**Task description**. Quote the synthesis passage word for word, starting at "of aldehyde 1" and ending at "supported organotin reagents.".
START Text block
The first titled compound I has been obtained by a double
condensation between the diaminobenzodifurane 2 and 2 equiv.
of aldehyde 1 performed at room temperature in ethyl lactate as
green solvent with acid catalysis (trifluroacetic acid 5% mol.).^[7a]
Addition of water in the mixture favors the precipitation, then the
filtered solid is washed three times with ethanol to give I as a red
solid in 70 % yield. As already described, the diamino compound
2 is rapidly obtained in one step by a double Michael addition
between benzoquinone and 2 equiv. of pentafluoroacetonitrile in
the presence of aqueous ammoniac solution in ethanol.^[14]
These last derivatives are obtained in one step by green
reactions; double Michael addition for 2 and Stille cross coupling
with ionic liquid supported organotin reagents.
END Text block
START Dataset extract
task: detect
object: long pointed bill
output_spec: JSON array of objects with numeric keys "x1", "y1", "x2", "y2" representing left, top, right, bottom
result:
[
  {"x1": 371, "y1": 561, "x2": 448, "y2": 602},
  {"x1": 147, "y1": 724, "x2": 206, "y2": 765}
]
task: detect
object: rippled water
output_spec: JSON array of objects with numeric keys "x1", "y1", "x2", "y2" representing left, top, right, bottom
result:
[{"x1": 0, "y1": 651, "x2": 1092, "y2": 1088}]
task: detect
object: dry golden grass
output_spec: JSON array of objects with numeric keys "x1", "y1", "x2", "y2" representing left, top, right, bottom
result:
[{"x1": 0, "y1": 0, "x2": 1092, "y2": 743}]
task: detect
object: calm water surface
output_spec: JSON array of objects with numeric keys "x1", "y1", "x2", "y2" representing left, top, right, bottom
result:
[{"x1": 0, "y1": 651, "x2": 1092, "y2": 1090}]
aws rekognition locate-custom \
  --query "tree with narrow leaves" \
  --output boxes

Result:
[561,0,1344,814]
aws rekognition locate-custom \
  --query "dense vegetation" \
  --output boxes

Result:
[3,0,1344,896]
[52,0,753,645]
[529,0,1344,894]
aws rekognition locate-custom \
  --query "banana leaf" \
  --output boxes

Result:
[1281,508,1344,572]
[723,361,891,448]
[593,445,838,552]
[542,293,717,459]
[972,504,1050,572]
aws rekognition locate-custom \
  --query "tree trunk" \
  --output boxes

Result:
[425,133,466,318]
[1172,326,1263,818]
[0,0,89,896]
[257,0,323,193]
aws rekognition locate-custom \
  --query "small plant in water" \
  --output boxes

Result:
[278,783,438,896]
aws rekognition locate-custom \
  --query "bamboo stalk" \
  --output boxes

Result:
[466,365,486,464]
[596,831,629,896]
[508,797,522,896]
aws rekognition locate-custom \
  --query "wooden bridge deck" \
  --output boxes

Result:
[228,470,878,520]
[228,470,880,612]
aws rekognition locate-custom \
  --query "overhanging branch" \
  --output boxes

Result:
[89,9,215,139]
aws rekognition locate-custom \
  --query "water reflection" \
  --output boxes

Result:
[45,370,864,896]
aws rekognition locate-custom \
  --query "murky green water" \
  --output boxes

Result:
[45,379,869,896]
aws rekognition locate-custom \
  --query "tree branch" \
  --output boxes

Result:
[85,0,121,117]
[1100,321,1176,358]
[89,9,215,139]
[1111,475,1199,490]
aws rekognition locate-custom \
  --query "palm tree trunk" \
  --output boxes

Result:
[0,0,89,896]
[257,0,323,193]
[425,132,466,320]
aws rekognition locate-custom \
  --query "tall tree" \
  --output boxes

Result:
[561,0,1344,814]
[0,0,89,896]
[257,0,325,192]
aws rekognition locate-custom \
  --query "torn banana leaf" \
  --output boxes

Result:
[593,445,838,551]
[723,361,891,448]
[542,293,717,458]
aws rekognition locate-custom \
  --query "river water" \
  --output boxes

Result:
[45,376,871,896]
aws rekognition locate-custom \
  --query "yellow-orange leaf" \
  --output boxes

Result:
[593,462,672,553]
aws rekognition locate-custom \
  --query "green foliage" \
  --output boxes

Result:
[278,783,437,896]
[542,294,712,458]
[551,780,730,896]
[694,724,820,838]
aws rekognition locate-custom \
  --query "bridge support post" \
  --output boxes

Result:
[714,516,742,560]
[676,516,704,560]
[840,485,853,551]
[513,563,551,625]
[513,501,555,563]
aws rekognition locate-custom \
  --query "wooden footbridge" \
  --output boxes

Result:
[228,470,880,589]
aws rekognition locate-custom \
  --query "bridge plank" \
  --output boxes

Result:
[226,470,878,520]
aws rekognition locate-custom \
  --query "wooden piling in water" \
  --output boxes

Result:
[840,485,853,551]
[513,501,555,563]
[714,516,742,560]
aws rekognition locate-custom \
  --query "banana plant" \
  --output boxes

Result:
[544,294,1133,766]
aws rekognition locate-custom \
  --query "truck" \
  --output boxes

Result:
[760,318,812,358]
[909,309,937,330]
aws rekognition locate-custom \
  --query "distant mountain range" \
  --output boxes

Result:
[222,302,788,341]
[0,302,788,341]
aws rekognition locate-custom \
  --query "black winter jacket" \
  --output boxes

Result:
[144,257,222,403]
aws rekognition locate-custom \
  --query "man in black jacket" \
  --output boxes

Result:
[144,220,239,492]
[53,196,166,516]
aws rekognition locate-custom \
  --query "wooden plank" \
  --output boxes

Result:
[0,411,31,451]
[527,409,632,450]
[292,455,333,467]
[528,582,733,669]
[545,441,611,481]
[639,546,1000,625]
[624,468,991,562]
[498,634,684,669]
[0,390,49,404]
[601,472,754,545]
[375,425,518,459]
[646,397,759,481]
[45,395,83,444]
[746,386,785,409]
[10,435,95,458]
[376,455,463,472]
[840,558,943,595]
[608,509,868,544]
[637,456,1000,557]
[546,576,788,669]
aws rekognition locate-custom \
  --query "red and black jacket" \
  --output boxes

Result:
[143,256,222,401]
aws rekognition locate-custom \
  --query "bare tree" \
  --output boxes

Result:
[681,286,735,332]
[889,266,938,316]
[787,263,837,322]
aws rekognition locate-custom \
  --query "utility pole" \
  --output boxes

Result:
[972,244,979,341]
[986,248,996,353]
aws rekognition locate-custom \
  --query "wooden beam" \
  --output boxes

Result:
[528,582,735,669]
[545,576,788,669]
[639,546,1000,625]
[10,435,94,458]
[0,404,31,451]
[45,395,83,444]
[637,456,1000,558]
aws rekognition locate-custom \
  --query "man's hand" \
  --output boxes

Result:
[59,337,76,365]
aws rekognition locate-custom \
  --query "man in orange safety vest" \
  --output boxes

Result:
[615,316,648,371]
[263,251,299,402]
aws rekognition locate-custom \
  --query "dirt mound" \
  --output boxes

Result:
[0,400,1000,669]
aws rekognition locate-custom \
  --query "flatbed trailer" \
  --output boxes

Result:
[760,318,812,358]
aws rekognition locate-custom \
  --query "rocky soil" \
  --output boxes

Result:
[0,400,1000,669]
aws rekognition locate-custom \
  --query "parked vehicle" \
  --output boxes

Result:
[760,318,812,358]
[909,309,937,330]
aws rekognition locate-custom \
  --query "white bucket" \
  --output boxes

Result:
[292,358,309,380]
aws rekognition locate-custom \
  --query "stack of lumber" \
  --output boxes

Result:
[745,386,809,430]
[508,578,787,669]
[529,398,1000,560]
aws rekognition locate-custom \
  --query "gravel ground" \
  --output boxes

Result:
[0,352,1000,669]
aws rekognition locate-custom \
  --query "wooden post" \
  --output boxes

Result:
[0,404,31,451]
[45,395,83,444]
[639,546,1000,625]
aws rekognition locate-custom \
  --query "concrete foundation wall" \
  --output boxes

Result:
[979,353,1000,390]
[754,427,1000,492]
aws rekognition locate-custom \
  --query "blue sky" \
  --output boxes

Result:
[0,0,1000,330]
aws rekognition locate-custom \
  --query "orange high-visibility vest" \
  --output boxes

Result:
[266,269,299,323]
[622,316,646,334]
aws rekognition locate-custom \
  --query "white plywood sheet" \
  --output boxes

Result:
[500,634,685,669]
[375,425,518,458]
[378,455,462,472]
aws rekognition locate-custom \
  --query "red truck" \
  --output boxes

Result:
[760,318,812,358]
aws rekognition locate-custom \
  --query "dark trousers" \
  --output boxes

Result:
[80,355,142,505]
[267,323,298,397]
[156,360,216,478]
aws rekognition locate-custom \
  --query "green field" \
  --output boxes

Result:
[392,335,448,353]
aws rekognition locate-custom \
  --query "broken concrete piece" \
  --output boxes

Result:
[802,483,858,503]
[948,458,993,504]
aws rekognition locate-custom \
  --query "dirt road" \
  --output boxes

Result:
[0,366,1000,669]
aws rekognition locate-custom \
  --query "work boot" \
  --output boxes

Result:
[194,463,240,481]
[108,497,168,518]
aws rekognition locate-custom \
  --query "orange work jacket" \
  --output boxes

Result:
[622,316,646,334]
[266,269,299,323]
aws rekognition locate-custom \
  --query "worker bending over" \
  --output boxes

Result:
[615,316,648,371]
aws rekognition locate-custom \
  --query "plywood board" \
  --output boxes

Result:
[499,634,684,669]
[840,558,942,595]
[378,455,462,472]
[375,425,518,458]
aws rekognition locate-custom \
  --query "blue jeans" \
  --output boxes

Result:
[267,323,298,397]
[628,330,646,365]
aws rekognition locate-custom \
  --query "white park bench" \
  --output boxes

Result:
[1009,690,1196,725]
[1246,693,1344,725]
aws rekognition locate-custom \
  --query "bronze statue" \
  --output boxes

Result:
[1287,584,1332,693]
END Dataset extract
**Output of the task**.
of aldehyde 1 performed at room temperature in ethyl lactate as
green solvent with acid catalysis (trifluroacetic acid 5% mol.).^[7a]
Addition of water in the mixture favors the precipitation, then the
filtered solid is washed three times with ethanol to give I as a red
solid in 70 % yield. As already described, the diamino compound
2 is rapidly obtained in one step by a double Michael addition
between benzoquinone and 2 equiv. of pentafluoroacetonitrile in
the presence of aqueous ammoniac solution in ethanol.^[14]
These last derivatives are obtained in one step by green
reactions; double Michael addition for 2 and Stille cross coupling
with ionic liquid supported organotin reagents.